* _Stored data entries_
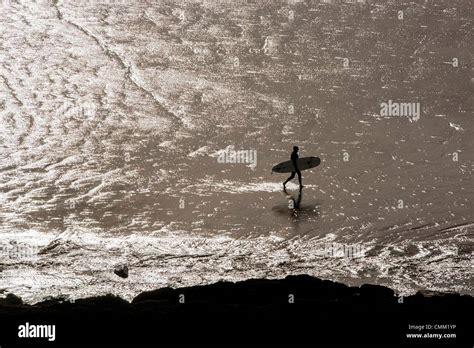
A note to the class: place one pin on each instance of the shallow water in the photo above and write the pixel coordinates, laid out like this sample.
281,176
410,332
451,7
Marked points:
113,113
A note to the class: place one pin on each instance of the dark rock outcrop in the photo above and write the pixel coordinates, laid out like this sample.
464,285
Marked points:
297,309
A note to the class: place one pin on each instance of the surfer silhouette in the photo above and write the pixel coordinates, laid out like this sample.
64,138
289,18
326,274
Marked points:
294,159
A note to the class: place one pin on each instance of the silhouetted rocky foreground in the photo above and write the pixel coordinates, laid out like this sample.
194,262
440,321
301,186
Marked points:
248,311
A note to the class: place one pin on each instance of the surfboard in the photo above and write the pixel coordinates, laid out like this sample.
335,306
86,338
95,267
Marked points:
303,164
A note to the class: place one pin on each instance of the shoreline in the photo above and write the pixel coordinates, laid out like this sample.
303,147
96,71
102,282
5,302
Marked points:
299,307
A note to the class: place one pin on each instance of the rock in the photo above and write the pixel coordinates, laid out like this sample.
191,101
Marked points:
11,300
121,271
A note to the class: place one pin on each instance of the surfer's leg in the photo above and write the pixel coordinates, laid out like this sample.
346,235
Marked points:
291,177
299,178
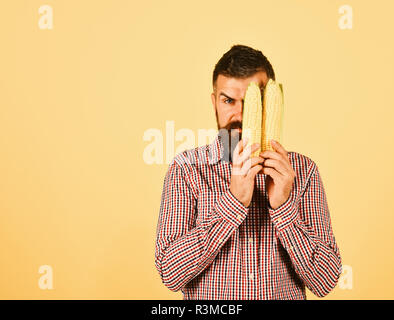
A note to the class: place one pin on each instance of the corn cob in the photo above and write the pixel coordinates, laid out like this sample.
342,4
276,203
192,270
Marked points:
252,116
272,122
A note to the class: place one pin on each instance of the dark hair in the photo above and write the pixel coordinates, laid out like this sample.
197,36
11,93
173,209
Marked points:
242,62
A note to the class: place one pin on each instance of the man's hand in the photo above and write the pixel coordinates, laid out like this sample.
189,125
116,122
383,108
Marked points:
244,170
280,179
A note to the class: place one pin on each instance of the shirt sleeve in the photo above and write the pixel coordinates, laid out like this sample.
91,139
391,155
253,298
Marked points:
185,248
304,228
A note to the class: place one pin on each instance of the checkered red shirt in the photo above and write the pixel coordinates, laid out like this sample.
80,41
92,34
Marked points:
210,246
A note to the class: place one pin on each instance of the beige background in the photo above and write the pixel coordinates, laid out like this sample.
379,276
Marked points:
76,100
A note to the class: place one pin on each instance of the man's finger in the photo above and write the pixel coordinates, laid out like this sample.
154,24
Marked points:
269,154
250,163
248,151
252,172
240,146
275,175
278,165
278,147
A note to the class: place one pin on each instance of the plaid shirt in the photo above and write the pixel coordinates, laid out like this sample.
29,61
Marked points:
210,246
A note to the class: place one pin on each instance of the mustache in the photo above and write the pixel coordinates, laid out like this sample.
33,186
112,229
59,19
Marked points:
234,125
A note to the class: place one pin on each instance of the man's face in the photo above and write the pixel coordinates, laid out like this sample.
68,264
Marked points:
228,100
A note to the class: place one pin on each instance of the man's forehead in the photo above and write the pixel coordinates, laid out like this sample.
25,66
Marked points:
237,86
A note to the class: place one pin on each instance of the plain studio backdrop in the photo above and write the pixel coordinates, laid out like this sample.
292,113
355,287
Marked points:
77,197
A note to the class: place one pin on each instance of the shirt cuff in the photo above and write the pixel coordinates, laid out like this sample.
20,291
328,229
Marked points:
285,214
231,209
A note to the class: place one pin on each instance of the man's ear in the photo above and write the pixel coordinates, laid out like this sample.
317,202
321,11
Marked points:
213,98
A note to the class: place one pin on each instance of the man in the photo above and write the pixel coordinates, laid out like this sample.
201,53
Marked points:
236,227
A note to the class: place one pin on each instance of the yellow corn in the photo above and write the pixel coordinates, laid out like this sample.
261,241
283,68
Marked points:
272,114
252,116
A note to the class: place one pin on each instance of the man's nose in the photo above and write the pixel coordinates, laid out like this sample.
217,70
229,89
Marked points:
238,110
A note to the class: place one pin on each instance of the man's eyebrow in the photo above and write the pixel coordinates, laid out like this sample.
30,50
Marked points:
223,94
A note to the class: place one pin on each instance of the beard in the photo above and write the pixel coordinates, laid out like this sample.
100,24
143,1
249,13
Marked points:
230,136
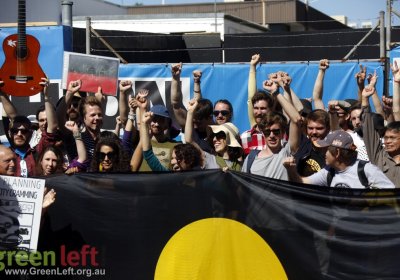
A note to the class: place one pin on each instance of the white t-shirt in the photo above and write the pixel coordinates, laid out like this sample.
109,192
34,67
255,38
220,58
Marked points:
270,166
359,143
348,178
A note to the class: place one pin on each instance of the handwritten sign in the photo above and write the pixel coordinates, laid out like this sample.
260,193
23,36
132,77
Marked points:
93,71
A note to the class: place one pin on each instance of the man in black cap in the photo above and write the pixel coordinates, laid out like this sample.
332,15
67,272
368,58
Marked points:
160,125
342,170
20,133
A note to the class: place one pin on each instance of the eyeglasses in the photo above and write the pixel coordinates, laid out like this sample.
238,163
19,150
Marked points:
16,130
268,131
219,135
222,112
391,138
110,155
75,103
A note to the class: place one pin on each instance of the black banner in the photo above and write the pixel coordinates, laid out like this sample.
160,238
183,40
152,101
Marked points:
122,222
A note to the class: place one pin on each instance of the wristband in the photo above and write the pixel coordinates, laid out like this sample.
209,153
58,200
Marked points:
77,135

* _PROBLEM DETAILS_
Excluding the images, return each record above precisely as written.

* _RESULT OF THE EXERCISE_
A note to the class: place one pin on each instance of the shallow water in the photo above and write the pixel coordinates, laid out like this sample.
281,176
410,332
451,7
Marked points:
113,113
A note to the class: place one pin on each instance of the dark rock outcrop in the photo above and write the pixel coordinates, laid out like this sample.
464,285
Marked points:
297,309
A note to the class: place one pin on each instance of the surfer silhouette in the photo above and write the pixel coordinates, laid out like this sample.
64,138
289,18
326,274
Marked points:
294,159
A note to the class: place one pin on each instance of the silhouetted rocky foreground in the photo above and write the pixel coordinates, laid out like this sample.
194,262
440,321
301,186
Marked points:
248,311
A note to the class: place one pin on each instance of the surfboard in the photo above and write the pixel coordinates, laid out like this sample.
335,306
86,338
95,267
Marked points:
303,164
A note to the class: place one pin on each instance of the shoreline in the photo above and write the pixel coordinates, laid out like this sample.
303,147
96,71
102,282
5,302
Marked points:
299,307
A note to the class: place one pin on each instance of the rock in the photo above and write the pixel coordinates, laid out like this sample.
191,101
Marked points:
11,300
121,271
A note to the class: place one pin on each instance of the surfer's leg in the photo above and write the pixel coordinates, laid out like this sample.
346,235
Marked points:
291,177
299,178
A note to the class: place one pin on each instance of the corn cob in the photo above and write the pixel coordinates, laid out like this sample.
342,4
276,203
192,270
Marked points:
252,116
272,122
A note to the class: place one pin on each instance of the dark hair in the photo above and write the pixel coordinates, laid out like this sample.
197,36
11,93
173,209
Marked points:
242,62
A note to the class: place one pin on each instance of the man's hand in the photo above and write the pixel coordinates, laid out like this sample.
189,125
116,122
383,108
Marked points:
244,170
280,179
A note to the class: place one pin on each instance of the shirt sleeve in the photo above and write the pixel coordinates, laid out like this sample.
91,139
391,155
253,298
Marked points:
185,248
304,228
A note to the class: place one pin on each instance of the checkered red shirt in the photo above and write the pixel coordinates, laid out like this sample.
80,41
92,34
Marked points:
210,246
A note to the class: place one pin on each instance of the beige background in the photo above and write the pixel coordinates, laid out like this sample.
379,276
Marked points:
76,100
A note to the class: place one pin on each instance of the man's finger in the photo above and write the pixel coordinates, laid out like this sample.
154,24
Marked points:
269,154
250,163
248,151
252,172
240,146
275,175
278,165
278,147
A note to the class: place one pin on each instance of the plaid shirt in the photo above and write the pixel coordinates, laid out like this sample.
29,61
Marked points:
210,246
A note to the class: place one pin on each instance of the mustache in the photo above and write the pixel coordinates, laid out like this sample.
33,186
112,229
59,19
Marked points:
234,125
A note to the class: place one pin on each instance of the man's face in the photo above and write the pixel coordinates, laid out like this sample.
68,264
Marked points:
228,100
A note to the class: place one pin on each instance of the man's forehead in the photo above and write the pixel coordinates, laid out like this sample.
25,66
Marked points:
237,86
A note to the class: place one pin on each instance of the plain studio backdrop in the photo above and write the pixel coordinates, laid out like this sample.
292,113
355,287
Marked points:
77,197
A note to the class: place one pin on each instance of the shirt cuff in the photo above and write the pixel coordinates, laid out like this sample.
20,291
328,229
Marked points:
285,214
231,209
A note to the class: place one pin on each instance of the man's ear in the photo above and write the pixel coordinates, laid out like this sample.
317,202
321,11
Marked points:
213,98
A note to the class: place one pin on each instance of the man in the photo above and write the pixel coordinates, laid out like this sample.
201,53
Marked points:
236,227
A note to the class: place one pin on each instance of the yellow corn in the photo above and write the pixel coordinates, laid out like this sample.
261,241
283,68
Marked points:
272,114
252,116
A note to the class: place one pin on each instance of the man's nose in the photo above and write the pixel coordinates, laid out like this sample.
217,70
229,89
Marked points:
238,110
A note to the class: place one pin on each instance of the man's eyebrow in the photo above and write the pixel coordinates, laid out like this sample.
30,50
Marked points:
223,94
A note to the class: place one pin on each instance of the beard in the photo above and write the pixel coordinates, laid out like this sample.
100,24
143,1
249,13
Marked points:
230,136
A note to the class: place one pin on each instance of the white t-shirt in the photo above and write the pixel coordinates, laid out like this sample.
109,192
34,67
255,38
220,58
Marked points:
270,166
359,143
348,178
A note to the class: place one pin on each instance of the handwritten sign in the photo above and write the pixel coordinates, laid out like this sample.
260,193
23,36
132,77
Marked points:
93,71
A note to the class: place one pin on each instance of the man in black cap in the photo above and write the pixel coordinates, laid out like this sample.
332,15
67,272
368,58
Marked points:
160,125
342,170
20,133
A note to the class: place one pin on each instance of the eyeglasses in the photo above and write the pixel coordinates, laid out like this sample.
238,163
19,150
Marked points:
16,130
268,131
219,135
222,112
391,138
110,155
75,103
A note to the class: place one pin on each instance of the black banner in the photo above and write the pixel coordinates, laid out like this sample.
160,238
183,40
152,101
Marked points:
122,222
A note to the class: place one pin on each instance of the wristband in the photo above and write the pixel coordinates, laid out like this sample.
209,153
58,200
Marked points:
77,135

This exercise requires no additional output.